My question is how does SNTC match CVE's to a device.  Is it simply the devices code version and/or model of the device?  CVE's normally list code version that is vulnerable to an attack on something that is running on the device such as SNMP for example.  They give commands to run to see if you are running the process that is compromised.  I would like to know if we turn on CLI collection in the CSPC, will it be able to figure out that we ARE NOT running the compromised process on a device and in return remove the CVE from the device in the SNTC portal?  My problem is we get a lot of false positives with CVE vulnerabilities on devices because I think the portal is simply matching on device and/or code version (hence my original question).  I end up running manual processes on devices to show that the device is indeed not running the compromised process.  I would like to show a clean CVE audit report to my security team, but I can't if the CVE's keep showing up for devices that are not really compromised to the vulnerability.  I also don't want to do knee-jerk reactive upgrades to switch code when I don't have to to simply get the CVE off the list when it wasn't compromised in the first place.  Thanks in advance to anyone who can clear this up for me or have other ideas about the CVE's.

# Task instructions
A) In the post about SNTC and CVE matching, what does the writer suspect the portal is matching CVEs on?
B) Summarize the post about SNTC and CVE matching in two sentences.
C) Resume the post about SNTC and CVE matching from the point where it stops.
The rows have no connection to the text above.

[Named object pointing rows]
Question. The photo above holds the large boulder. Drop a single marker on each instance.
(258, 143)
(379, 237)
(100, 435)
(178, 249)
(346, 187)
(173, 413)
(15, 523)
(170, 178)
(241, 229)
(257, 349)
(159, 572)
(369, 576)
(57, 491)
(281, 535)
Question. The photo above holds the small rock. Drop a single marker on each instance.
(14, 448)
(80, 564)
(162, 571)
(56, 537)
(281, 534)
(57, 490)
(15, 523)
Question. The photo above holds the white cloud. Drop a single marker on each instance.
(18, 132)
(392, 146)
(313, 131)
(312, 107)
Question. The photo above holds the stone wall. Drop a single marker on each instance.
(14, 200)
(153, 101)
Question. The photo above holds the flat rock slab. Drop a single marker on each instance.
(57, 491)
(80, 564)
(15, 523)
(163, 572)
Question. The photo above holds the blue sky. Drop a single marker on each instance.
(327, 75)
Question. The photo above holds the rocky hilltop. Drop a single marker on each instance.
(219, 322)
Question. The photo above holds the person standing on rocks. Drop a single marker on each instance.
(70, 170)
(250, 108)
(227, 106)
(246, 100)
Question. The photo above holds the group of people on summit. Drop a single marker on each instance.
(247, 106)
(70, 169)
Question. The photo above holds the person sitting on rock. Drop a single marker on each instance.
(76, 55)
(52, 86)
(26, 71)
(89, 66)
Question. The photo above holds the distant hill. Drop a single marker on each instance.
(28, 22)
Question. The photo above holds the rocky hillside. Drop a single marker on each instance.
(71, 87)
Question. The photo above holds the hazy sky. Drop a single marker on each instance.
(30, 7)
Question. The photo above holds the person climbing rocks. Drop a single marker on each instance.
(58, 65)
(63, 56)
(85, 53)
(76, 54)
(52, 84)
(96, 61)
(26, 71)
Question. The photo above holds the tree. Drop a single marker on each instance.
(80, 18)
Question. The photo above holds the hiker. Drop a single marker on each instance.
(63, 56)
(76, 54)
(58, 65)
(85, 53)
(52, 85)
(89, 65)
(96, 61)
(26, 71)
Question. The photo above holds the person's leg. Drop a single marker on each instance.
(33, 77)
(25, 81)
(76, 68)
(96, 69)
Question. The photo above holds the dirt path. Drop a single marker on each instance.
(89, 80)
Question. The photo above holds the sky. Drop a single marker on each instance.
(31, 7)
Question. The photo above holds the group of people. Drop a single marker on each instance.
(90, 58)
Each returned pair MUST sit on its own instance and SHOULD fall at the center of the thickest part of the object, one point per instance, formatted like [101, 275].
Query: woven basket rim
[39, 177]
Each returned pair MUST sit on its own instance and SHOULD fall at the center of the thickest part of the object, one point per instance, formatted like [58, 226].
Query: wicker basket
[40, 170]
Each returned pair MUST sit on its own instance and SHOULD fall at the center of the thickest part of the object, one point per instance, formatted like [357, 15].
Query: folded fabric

# Results in order
A) The device and/or its code version.

B) The writer asks how SNTC matches CVEs to a device and whether turning on CLI collection in the CSPC would let it see that a compromised process is not running and remove the CVE from the portal. They get many false positives, which forces manual checks, keeps them from showing a clean CVE audit report to their security team, and pushes them toward upgrades that aren't needed.

C)
1 Accepted Solution

Accepted Solutions

Not sure about a document. But the way it works is that we write rules that parse through the running configuration. These are called "features" in the inventory results. We then use those for PSIRT checks. For example, if a PSIRT applies if you have BGP enabled, we might have a feature rule with the regex looking for "^router bgp". Then if your device doesn't have that regex or that "feature", you would be "Not Vulnerable" to that PSIRT even if your SW Version is vulnerable to the PSIRT.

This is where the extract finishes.